▶ **Excerpted records**
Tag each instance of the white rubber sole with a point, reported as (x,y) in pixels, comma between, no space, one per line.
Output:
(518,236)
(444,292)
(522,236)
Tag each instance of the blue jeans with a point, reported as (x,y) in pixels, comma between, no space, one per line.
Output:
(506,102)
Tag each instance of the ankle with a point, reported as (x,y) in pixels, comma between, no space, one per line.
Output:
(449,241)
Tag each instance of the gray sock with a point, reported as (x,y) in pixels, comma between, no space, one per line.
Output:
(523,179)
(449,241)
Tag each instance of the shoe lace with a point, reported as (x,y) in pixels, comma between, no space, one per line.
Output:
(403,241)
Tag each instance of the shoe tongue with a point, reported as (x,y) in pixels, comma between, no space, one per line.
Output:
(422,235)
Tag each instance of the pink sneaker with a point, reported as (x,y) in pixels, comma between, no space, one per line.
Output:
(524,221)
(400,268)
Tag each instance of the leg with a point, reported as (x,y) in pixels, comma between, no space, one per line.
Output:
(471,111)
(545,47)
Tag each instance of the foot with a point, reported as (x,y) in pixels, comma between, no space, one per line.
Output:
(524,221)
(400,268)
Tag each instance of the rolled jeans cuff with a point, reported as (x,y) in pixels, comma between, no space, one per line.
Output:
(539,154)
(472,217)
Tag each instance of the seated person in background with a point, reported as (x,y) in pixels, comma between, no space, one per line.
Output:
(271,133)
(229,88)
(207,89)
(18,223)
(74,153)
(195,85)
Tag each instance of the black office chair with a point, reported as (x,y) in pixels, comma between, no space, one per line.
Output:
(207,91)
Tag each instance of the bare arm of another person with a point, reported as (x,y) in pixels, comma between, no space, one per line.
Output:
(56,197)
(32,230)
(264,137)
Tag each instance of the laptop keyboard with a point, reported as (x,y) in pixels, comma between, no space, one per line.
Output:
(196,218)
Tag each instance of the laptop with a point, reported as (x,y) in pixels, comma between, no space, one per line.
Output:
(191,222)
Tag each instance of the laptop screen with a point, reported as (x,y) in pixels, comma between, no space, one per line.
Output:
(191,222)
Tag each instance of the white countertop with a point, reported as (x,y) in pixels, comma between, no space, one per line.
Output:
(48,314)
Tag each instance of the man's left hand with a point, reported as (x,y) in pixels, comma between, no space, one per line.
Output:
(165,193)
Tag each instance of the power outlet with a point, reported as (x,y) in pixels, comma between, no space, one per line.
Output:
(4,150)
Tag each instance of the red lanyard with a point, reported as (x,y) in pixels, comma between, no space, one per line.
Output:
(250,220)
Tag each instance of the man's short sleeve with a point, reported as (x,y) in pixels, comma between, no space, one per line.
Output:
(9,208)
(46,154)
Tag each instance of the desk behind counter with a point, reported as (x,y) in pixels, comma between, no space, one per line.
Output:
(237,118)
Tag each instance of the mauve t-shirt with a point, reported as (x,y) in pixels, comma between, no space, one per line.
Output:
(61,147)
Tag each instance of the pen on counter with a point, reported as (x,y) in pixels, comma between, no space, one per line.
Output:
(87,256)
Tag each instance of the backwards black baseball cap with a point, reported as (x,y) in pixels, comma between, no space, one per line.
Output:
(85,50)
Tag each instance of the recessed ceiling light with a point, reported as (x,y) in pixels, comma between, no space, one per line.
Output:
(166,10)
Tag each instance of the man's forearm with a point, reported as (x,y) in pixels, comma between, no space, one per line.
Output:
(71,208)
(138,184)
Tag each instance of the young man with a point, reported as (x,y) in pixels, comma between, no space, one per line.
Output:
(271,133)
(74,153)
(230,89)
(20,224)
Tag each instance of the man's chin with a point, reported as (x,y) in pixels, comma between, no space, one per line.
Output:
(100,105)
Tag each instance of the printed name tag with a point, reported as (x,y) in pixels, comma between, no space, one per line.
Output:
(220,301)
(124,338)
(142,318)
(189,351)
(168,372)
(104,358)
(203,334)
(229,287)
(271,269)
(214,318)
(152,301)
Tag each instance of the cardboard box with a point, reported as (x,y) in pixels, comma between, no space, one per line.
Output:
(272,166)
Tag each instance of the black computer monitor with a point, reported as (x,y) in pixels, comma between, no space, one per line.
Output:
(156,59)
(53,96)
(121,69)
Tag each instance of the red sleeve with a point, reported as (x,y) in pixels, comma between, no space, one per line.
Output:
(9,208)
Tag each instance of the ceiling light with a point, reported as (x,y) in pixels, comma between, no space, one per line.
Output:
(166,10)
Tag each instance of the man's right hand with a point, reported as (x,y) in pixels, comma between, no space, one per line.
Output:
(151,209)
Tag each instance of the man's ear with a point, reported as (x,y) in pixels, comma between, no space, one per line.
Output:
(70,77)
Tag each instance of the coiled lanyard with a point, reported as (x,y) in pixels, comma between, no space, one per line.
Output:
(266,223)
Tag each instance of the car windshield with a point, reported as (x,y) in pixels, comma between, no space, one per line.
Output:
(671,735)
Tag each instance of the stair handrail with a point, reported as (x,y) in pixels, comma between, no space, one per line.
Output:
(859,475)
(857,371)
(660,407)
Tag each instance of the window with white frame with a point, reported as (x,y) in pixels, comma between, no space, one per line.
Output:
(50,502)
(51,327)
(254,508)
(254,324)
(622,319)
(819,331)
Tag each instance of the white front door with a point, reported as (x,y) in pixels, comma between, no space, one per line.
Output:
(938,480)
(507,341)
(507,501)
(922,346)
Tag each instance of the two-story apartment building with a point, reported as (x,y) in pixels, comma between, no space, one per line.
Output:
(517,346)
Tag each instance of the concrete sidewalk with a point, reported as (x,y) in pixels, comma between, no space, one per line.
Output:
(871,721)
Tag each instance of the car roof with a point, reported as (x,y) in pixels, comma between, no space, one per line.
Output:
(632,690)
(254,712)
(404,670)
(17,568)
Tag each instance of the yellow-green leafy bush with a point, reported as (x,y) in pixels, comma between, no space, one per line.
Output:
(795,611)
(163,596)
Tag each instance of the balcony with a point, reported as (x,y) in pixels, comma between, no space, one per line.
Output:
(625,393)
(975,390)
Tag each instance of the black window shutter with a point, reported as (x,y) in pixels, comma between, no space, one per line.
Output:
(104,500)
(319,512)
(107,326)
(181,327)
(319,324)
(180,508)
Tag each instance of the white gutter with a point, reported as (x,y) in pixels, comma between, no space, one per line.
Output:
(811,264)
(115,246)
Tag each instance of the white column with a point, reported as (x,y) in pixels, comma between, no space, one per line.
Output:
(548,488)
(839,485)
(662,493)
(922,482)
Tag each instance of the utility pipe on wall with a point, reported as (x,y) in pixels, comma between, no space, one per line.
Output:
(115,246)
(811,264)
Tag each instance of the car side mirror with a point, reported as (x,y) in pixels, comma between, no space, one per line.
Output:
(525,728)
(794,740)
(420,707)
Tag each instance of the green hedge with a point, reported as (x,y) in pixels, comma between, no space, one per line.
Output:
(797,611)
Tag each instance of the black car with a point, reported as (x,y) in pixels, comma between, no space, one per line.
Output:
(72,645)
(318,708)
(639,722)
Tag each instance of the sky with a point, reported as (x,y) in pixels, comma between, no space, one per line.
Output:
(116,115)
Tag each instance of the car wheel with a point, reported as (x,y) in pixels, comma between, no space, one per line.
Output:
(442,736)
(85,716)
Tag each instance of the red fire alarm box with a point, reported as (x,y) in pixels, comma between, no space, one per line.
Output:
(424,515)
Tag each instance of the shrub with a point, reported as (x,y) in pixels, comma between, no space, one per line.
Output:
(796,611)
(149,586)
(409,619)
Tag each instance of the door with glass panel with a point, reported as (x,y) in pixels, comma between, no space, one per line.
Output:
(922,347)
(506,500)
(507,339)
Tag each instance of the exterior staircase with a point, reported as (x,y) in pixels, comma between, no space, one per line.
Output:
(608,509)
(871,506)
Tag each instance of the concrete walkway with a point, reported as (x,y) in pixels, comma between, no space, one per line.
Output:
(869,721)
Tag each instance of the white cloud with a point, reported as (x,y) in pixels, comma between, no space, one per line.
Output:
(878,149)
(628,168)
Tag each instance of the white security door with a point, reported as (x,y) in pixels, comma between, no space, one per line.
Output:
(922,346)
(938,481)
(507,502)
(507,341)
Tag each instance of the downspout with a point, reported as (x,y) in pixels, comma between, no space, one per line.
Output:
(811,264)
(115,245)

▶ **Task description**
Each line from the one containing "Tag each instance of the shrub" to the end of the listing above should be copied exactly, and nothing else.

▶ **Response below**
Tag each instance of the shrub with a point, reported as (x,y) in pixels, comma between, no space, one per line.
Output:
(796,611)
(149,586)
(409,619)
Tag each instance of the door with glass panel with a point, reported as (x,y) in pixels, comma between, no space, one per line.
Output:
(922,347)
(506,500)
(507,339)
Tag each instance of the exterior staircase with a point, reported as (x,y) in pixels, comma between, no space, one per line.
Output:
(608,509)
(871,506)
Tag each instance of the concrete walkway with a point, reported as (x,y) in pixels, comma between, no space, one per line.
Output:
(869,721)
Tag each instance of the white cloud with a point, reported as (x,y) in pixels, comma between, no space, one per line.
Output:
(878,149)
(628,168)
Tag each instance of the white security door with a point, reported as (x,y) in pixels, comma between, no space, one per line.
Output:
(922,346)
(938,481)
(507,502)
(507,341)
Tag each instance of the downspout with a point, reported as (x,y) in pixels, comma between, no space, one per line.
Output:
(811,264)
(115,245)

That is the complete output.